Collection entries
———
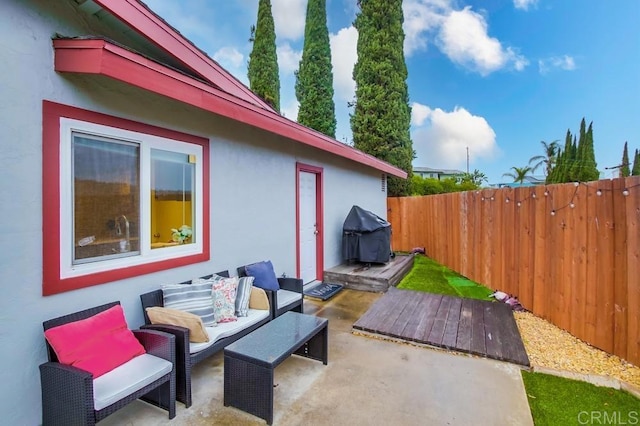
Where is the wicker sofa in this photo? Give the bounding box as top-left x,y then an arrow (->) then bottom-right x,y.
140,271 -> 272,407
40,302 -> 176,426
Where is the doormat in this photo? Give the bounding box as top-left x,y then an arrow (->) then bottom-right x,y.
304,283 -> 343,300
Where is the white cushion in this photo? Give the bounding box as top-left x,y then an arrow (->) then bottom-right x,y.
189,309 -> 269,354
93,354 -> 173,410
278,289 -> 302,309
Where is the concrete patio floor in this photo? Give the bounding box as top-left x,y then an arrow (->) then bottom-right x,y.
100,289 -> 533,426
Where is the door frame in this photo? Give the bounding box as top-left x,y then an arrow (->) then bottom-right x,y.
296,162 -> 324,281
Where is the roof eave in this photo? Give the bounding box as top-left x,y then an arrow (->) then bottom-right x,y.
53,39 -> 407,179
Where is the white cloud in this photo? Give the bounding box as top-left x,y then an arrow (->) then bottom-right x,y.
438,6 -> 528,76
280,99 -> 300,121
411,102 -> 500,170
271,0 -> 307,41
276,43 -> 302,76
213,46 -> 249,86
213,46 -> 244,68
538,55 -> 576,74
329,26 -> 358,103
402,0 -> 451,56
144,0 -> 215,48
411,102 -> 432,126
513,0 -> 538,10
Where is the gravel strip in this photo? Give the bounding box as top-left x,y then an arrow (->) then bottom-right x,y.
514,312 -> 640,387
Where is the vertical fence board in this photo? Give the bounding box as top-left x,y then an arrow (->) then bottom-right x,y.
580,183 -> 608,348
611,179 -> 628,355
502,188 -> 520,295
594,180 -> 615,353
532,187 -> 552,319
623,176 -> 640,360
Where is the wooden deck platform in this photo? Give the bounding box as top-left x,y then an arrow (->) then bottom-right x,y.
323,255 -> 413,292
353,288 -> 529,366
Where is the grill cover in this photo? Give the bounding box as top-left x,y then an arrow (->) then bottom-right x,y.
342,206 -> 391,263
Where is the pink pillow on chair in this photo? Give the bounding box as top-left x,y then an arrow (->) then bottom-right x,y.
44,305 -> 145,379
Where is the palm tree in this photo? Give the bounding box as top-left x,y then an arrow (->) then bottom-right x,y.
461,169 -> 488,187
529,139 -> 559,176
502,166 -> 533,184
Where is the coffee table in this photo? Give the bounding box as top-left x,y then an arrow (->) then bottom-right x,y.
224,311 -> 329,424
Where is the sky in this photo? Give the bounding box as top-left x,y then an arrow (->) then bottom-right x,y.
143,0 -> 640,183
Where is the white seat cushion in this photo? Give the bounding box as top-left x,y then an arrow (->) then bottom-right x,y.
93,354 -> 173,410
278,289 -> 302,309
189,309 -> 269,354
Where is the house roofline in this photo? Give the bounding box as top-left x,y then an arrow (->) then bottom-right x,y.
93,0 -> 273,110
53,39 -> 407,179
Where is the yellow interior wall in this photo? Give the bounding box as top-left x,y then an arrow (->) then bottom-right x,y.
151,191 -> 193,243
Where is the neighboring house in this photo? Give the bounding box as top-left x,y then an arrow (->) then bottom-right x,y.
0,0 -> 406,425
413,167 -> 464,180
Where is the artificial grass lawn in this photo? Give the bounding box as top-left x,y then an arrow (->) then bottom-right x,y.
522,370 -> 640,426
397,255 -> 492,300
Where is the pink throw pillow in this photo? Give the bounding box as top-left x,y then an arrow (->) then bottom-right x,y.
44,305 -> 145,379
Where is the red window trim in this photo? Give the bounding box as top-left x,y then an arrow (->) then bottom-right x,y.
42,100 -> 210,296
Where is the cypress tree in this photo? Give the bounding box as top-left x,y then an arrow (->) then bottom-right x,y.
620,142 -> 631,177
296,0 -> 336,138
547,129 -> 575,183
631,149 -> 640,176
565,118 -> 587,182
351,0 -> 414,196
247,0 -> 280,112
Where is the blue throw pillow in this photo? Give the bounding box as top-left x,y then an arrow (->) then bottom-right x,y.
245,260 -> 280,291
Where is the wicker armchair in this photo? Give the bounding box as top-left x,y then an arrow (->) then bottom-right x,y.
40,302 -> 176,426
238,265 -> 303,318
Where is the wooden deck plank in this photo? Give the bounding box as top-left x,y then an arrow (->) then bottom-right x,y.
427,296 -> 452,346
353,293 -> 399,332
389,293 -> 421,338
414,293 -> 442,343
403,293 -> 429,341
456,299 -> 473,352
500,312 -> 530,366
353,288 -> 529,366
469,300 -> 487,355
442,297 -> 462,349
484,303 -> 504,360
323,255 -> 414,292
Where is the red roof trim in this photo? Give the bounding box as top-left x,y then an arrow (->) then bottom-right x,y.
53,39 -> 407,178
94,0 -> 271,110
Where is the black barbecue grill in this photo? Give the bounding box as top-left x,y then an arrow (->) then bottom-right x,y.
342,206 -> 391,263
———
Lay out all of the material above as a two-column CSV with the headers text and answer, giving one row for each text together with its answer. Put each value in a single quoted field with line breaks turned into spaces, and leave the pictures out.

Exercise response:
text,answer
"Where is the wicker sofa in this photo? Give the bounding box as top-left x,y then an arrow (->) then bottom-right x,y.","140,271 -> 272,407 40,302 -> 176,426"
"Where is the doormat in this photo? Give the bounding box as top-left x,y then an arrow (->) then bottom-right x,y.","304,283 -> 343,300"
"Where is the white cushion in this photo? Give the bounding box as top-left x,y then an arrow (->) then bottom-right x,y.","189,309 -> 269,354 93,354 -> 173,410 278,289 -> 302,309"
"Where is the concrete patio floor in this photo? Give the bounding box as top-left x,y then an arrow (->) then bottom-right x,y.","100,289 -> 533,426"
"Where is the door frame in this photo? Give the bounding box as top-left x,y then an arrow (->) then bottom-right x,y.","296,162 -> 324,281"
"Where is the roof eave in this photo? Give the bounding box as top-left x,y then an arrow (->) then bottom-right x,y.","53,39 -> 407,179"
"Where is the white cloud in this photo? Give the bounding box as top-left x,y then an arrow (->) then bottom-right x,y.","438,6 -> 528,76 280,99 -> 300,121 411,102 -> 500,170 271,0 -> 307,41 276,43 -> 302,76 213,46 -> 249,86 213,46 -> 244,68 538,55 -> 576,74 329,26 -> 358,103 402,0 -> 451,56 144,0 -> 215,48 411,102 -> 432,126 513,0 -> 538,10"
"Where is the gravel strip in this photo? Give the bounding box as top-left x,y then an arrow (->) then bottom-right x,y.","514,312 -> 640,387"
"Where is the vertical fence board in this photo? Give the bounding box as top-left x,y then an arrow (->) then bottom-right x,y.","580,183 -> 608,348 611,179 -> 628,355 502,188 -> 520,295 594,180 -> 615,353 532,187 -> 552,319 623,176 -> 640,360"
"Where is the wooden deck platform in this photo? Give the bounding box as top-left x,y then an arrow (->) then bottom-right x,y.","323,255 -> 413,292 353,288 -> 529,366"
"Where is the grill cover in this photo? Give the bounding box as top-left x,y then an arrow (->) then bottom-right x,y.","342,206 -> 391,263"
"Where is the pink pillow on chair in this photo? Give the bounding box as top-left x,y then an arrow (->) then bottom-right x,y.","44,305 -> 145,379"
"Where is the palm tree in this photo? Give the bounding box as top-left x,y then an arrow (->) then bottom-right x,y.","461,169 -> 488,187 529,139 -> 559,176 502,166 -> 533,184"
"Where is the coffee table in this photo? Give the bounding box as top-left x,y then an arrow (->) then bottom-right x,y.","224,311 -> 329,424"
"Where is the sky in this photo? Give the bounding box as top-left x,y then an arrow (->) then bottom-right x,y.","143,0 -> 640,183"
"Where is the white seat cushion in this photo? Give the bounding box as top-left x,y then an arrow (->) then bottom-right x,y.","93,354 -> 173,410 278,289 -> 302,309 189,309 -> 269,354"
"Where is the house roofline in this photo? Give the bounding box as top-left x,y then an arrow (->) then bottom-right x,y.","93,0 -> 273,110 53,39 -> 407,179"
"Where is the yellow interior wall in this photo? Give the bounding box as top-left x,y then an arrow (->) then bottom-right x,y.","151,191 -> 193,243"
"Where is the neighboring house in this photo? Give the bounding box as top-left x,y then an arrow (->) then bottom-right x,y.","0,0 -> 406,425 413,167 -> 464,180"
"Where is the artificial grass lawn in this photo? Give the bounding box as top-left x,y then an arrow (->) then bottom-right x,y.","522,370 -> 640,426 397,255 -> 492,300"
"Where is the pink throw pillow in this photo? Give the bounding box as top-left x,y then an arrow (->) then bottom-right x,y.","44,305 -> 145,379"
"Where is the red window trim in this photo? Give the bounding box as top-left x,y then an arrow (->) then bottom-right x,y.","42,100 -> 210,296"
"Where is the cypress tree in this photo? Give the bounding box as top-left x,y then an arrow (->) then bottom-right x,y.","620,142 -> 631,177 296,0 -> 336,138 547,129 -> 575,183 631,149 -> 640,176 565,118 -> 587,182 351,0 -> 414,196 247,0 -> 280,112"
"Where is the blue throw pillow in this photo? Give the bounding box as top-left x,y then an arrow (->) then bottom-right x,y.","245,260 -> 280,291"
"Where is the wicker armchair in this photo? Give the bounding box as top-left x,y then an arrow (->) then bottom-right x,y.","40,302 -> 176,426 238,265 -> 303,318"
"Where is the wooden deck plank in this photo? Give the bounding box as top-left x,y then an arrow (->) then bottom-right x,y.","427,296 -> 452,346 353,293 -> 399,332 389,293 -> 421,338 414,293 -> 442,343 403,293 -> 429,341 456,299 -> 473,352 500,312 -> 530,366 353,288 -> 529,366 469,300 -> 487,355 442,297 -> 462,349 484,303 -> 504,360 323,255 -> 414,292"
"Where is the red roof trim in this photo? Give the bounding box as top-left x,y then an arrow (->) then bottom-right x,y.","53,39 -> 407,178 94,0 -> 271,110"
"Where is the black barbecue grill in this photo? Give the bounding box as top-left x,y then an arrow (->) then bottom-right x,y.","342,206 -> 391,263"